_Page text:_
------------

From Advertising Week to Shop.org to the IAB Summit to Ad:Tech, media properties (both traditional and new), corporate marketers and interactive agencies have been happily proclaiming that “users are in control,” and that’s a good thing!

At the various tech, advertising and commerce conferences I have attended in NYC over the past weeks, dozens of media execs--buyers, sellers, planners and analysts--heralded a new consumer led social media marketing revolution: 

"MySpace-Facebook $200 billion ‘Digital Millennials’"
“The economic opportunity is enormous if your brand reaches out to this group and allows them to engage in their social network within the customer journey.”

Yahoo vs. MySpace, Facebook, Digg, YouTube
"Embrace content ‘produced by ordinary people’ and ‘get influence on your side’ via Yahoo Answers, Yahoo 360…every ‘one’ creator of content leads to ten synthesizers of content and then 100 coveted consumers. Yahoo can make ‘your’ brand part of ‘their’ identities."

At the same time, however, a sobering dose of real world pragmatism was injected at the conferences by corporate marketers and seasoned advisors that serve them:

Coca-Cola: Will Google Sponsored Video really sell cases of Coke?
"How many more cases of Coke am I selling? I don’t know."

HP: Social networking not marketer friendly
"People involved in social networking tend not to trust products advertised in the social network."

------------

_Dataset content:_

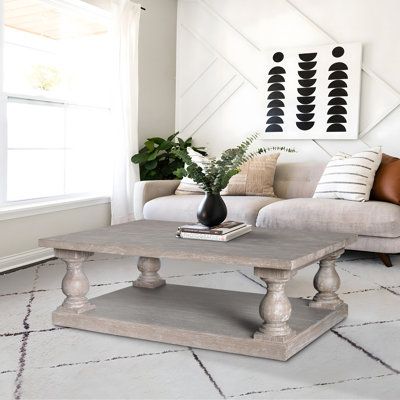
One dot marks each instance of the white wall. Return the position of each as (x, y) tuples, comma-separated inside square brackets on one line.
[(219, 46), (157, 45), (157, 61)]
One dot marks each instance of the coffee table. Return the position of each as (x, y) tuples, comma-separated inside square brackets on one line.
[(270, 326)]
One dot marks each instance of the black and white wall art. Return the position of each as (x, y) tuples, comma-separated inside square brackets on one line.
[(312, 93)]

------------

_Actions to take:_
a) In the page text, what does HP say about people involved in social networking?
b) Reproduce the part of the page text starting with "From Advertising Week" and going on through "a good thing!".

_Results in order:_
a) They tend not to trust products advertised in the social network.

b)
From Advertising Week to Shop.org to the IAB Summit to Ad:Tech, media properties (both traditional and new), corporate marketers and interactive agencies have been happily proclaiming that “users are in control,” and that’s a good thing!